[[ Document passage, beginning ]]

SEBAGO — In my mid-20s, I was terrified to reintegrate myself into society after losing my job and ending up on disability. Even though I was taking my medication for my schizoaffective disorder, it doesn’t control all my symptoms. I don’t have delusions anymore, but I am left with visual and auditory hallucinations. I became very lonely, and I was at a loss as to how I would continue to live the rest of my life. I needed a companion; I desperately wanted a Chihuahua.

I didn’t intend for him to be a service dog. Over the internet, I found a local Chihuahua breeder with a positive reputation. While petting Liam for the first time, I began to open up to the breeder, who told me she had been training Chihuahuas for 33 years.

She was very easy to talk to, so I told her about my journey with mental illness and why I wanted a dog at this point in my life. She asked me what I was still struggling with on a daily basis. I told her that I was annoying my boyfriend. She laughed.

I explained that I was constantly asking him either “Did you hear that?” or “Did you see that?” to get a reality check on the low-level hallucinations that my medicine still doesn’t completely control. As you can imagine, it was creating a lot of stress in our home. I was also paranoid about being home alone and going out alone, and I was self-conscious about my possible behaviors.

The breeder asked if I would consider working with her to train Liam to help me. I immediately thought of hugs, kisses and unconditional love – which are all wonderful – but I didn’t know what else she could train Liam to do for me. She said she had ideas that she had never tried before and asked if I would be willing to work on creating a Chihuahua miracle. She didn’t ask for a penny.

How could I resist? I worked with her for two years twice a week, and during the second year, my therapist even agreed to join us. This was the opportunity of a lifetime.

We trained Liam in basic obedience and then slowly shifted to the individually tailored tasks that could help me with my daily life.

[[ Document passage, end ]]
[[ Record set, beginning ]]

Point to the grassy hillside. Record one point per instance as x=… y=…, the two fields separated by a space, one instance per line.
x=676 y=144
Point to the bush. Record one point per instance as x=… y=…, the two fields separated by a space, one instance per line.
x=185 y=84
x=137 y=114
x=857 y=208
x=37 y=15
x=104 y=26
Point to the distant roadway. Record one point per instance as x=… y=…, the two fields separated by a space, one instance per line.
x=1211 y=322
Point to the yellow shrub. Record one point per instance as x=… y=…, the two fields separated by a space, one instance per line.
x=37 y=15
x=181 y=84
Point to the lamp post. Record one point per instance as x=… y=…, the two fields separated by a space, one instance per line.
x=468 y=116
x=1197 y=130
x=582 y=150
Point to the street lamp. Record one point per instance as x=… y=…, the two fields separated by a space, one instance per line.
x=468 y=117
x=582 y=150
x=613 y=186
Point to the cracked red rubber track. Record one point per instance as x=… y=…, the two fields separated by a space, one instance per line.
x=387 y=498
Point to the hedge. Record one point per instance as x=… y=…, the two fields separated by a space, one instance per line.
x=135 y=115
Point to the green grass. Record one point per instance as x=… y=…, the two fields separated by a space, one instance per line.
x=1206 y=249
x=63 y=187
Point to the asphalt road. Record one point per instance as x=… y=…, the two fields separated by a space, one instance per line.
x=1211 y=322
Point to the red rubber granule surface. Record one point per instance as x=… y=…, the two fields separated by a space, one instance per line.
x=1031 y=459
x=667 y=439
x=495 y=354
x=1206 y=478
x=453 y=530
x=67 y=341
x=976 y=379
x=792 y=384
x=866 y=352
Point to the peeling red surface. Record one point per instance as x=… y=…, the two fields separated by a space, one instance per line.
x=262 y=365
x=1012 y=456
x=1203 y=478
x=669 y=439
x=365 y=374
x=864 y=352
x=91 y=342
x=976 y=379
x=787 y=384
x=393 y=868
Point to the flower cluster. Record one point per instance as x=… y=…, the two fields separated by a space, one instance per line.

[[ Record set, end ]]

### Problem set
• A. In the essay about training Liam, for how many years had the breeder been training Chihuahuas?
• B. Write the next part of the essay about training Liam, picking up after its final sentence.

### Answers for each item
• A. 33 years

• B.
It wasn’t an easy process, but after a lot of work by all of us (Liam most of all), Liam now assists me in ways I never thought possible. I’ll lightly tap his shoulder with two fingers and then ask him either “Did you hear that?” or “Did you see that?” If he did, he will put one paw forward; if he did not, he will lie down.

Super amazing, right? I had no idea a dog could do this. This seemingly basic task changes the way I live my life every day.

He has become my barometer for reality. I don’t have to ask the people closest to me a thousand times a day about a possible hallucination. I don’t have to be scared and wake someone up in the middle of the night. My paranoia has decreased drastically. I’m not scared to be home alone and I’m not scared to go out alone, because he is always there supporting me.

I continue to bring Liam, my Chihuahua, everywhere I go. I am a public speaker for three separate mental health speaker bureaus in Maine. He can be quite the attraction. It is as if we have an invisible leash connection at all times.He just turned 7 years old, so we are in a fantastic rhythm together. He is still happy and healthy.

His little 6-pound frame has changed my life. I am not scared anymore, and my relationships are stronger and healthier than ever before. He has helped me so much to reintegrate into society. He is my best and most loyal friend.